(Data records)
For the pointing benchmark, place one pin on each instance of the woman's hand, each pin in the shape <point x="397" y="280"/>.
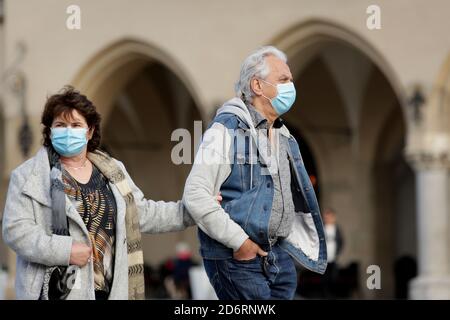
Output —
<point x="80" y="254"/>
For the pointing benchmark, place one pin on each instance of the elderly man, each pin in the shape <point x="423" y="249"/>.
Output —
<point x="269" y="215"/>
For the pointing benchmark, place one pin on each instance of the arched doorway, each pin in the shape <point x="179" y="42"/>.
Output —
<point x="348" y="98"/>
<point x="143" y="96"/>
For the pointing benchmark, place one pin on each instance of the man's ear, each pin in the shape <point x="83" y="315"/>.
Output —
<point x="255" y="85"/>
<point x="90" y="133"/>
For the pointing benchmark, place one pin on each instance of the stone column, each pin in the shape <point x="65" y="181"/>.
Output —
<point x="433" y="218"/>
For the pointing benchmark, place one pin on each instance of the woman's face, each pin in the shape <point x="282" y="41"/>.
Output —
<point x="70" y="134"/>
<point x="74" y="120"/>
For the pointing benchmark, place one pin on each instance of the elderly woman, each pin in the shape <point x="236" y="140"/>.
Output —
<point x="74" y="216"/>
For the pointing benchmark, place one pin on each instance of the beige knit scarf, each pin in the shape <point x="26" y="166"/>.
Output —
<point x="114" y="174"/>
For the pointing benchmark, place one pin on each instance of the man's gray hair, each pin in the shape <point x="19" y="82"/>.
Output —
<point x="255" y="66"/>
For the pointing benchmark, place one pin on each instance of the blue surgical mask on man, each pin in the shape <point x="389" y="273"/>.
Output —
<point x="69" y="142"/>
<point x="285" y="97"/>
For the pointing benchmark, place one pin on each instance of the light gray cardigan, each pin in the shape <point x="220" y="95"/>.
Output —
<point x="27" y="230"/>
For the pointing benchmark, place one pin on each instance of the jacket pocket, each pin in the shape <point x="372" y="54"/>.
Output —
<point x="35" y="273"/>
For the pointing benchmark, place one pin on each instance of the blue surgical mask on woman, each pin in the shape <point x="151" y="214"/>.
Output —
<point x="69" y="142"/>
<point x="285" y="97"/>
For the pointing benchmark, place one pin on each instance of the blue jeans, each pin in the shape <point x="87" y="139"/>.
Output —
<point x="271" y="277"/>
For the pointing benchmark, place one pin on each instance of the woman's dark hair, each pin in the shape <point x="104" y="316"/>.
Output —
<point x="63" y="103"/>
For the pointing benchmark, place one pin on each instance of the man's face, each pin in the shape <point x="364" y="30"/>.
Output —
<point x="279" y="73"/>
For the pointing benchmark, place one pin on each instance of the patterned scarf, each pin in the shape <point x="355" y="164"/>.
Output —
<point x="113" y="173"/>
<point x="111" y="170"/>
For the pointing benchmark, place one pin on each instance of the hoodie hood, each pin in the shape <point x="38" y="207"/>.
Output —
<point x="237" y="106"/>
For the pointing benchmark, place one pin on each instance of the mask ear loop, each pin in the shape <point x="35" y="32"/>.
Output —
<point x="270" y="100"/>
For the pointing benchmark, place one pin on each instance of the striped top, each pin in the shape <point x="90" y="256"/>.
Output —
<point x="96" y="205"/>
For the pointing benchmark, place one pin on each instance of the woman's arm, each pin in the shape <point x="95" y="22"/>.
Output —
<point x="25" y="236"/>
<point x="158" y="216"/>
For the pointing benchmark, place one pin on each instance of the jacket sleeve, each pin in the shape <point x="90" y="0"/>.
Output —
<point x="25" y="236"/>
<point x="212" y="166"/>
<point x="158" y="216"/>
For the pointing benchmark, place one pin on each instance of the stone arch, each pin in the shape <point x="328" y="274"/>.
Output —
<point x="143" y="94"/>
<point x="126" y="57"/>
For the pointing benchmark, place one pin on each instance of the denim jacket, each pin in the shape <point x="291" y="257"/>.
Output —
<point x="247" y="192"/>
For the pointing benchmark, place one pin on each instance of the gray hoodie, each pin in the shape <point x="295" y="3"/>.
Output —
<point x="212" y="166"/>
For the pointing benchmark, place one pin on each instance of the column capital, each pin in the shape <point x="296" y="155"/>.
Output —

**Aim**
Please copy the records word for word, beginning at the line that contains "of the striped" and continuing through the last line of the records.

**Exercise answer**
For the pointing benchmark, place one pin on each instance of the striped top, each pin in the shape <point x="90" y="256"/>.
Output —
<point x="96" y="205"/>
For the pointing benchmark, place one pin on each instance of the woman's arm, each pin in the shape <point x="95" y="22"/>.
Output —
<point x="25" y="236"/>
<point x="158" y="216"/>
For the pointing benchmark, place one pin on each instance of the jacket sleeve, each pin in the shape <point x="90" y="0"/>.
Output —
<point x="25" y="236"/>
<point x="212" y="166"/>
<point x="158" y="216"/>
For the pointing benchmark, place one pin on each instance of the stone arch, each pin in the shape <point x="328" y="274"/>.
Output —
<point x="143" y="94"/>
<point x="126" y="57"/>
For the pointing benchmark, place one pin on each instance of the denim jacket, each pin in the shape <point x="291" y="257"/>.
Output —
<point x="247" y="192"/>
For the pointing benchmark, place one pin on each instance of the gray hoodie, each pin in the shape <point x="295" y="3"/>.
Output —
<point x="212" y="166"/>
For the pointing benchmark, place one pin on each instance of the column capital, each pin in the shape <point x="296" y="155"/>.
Output —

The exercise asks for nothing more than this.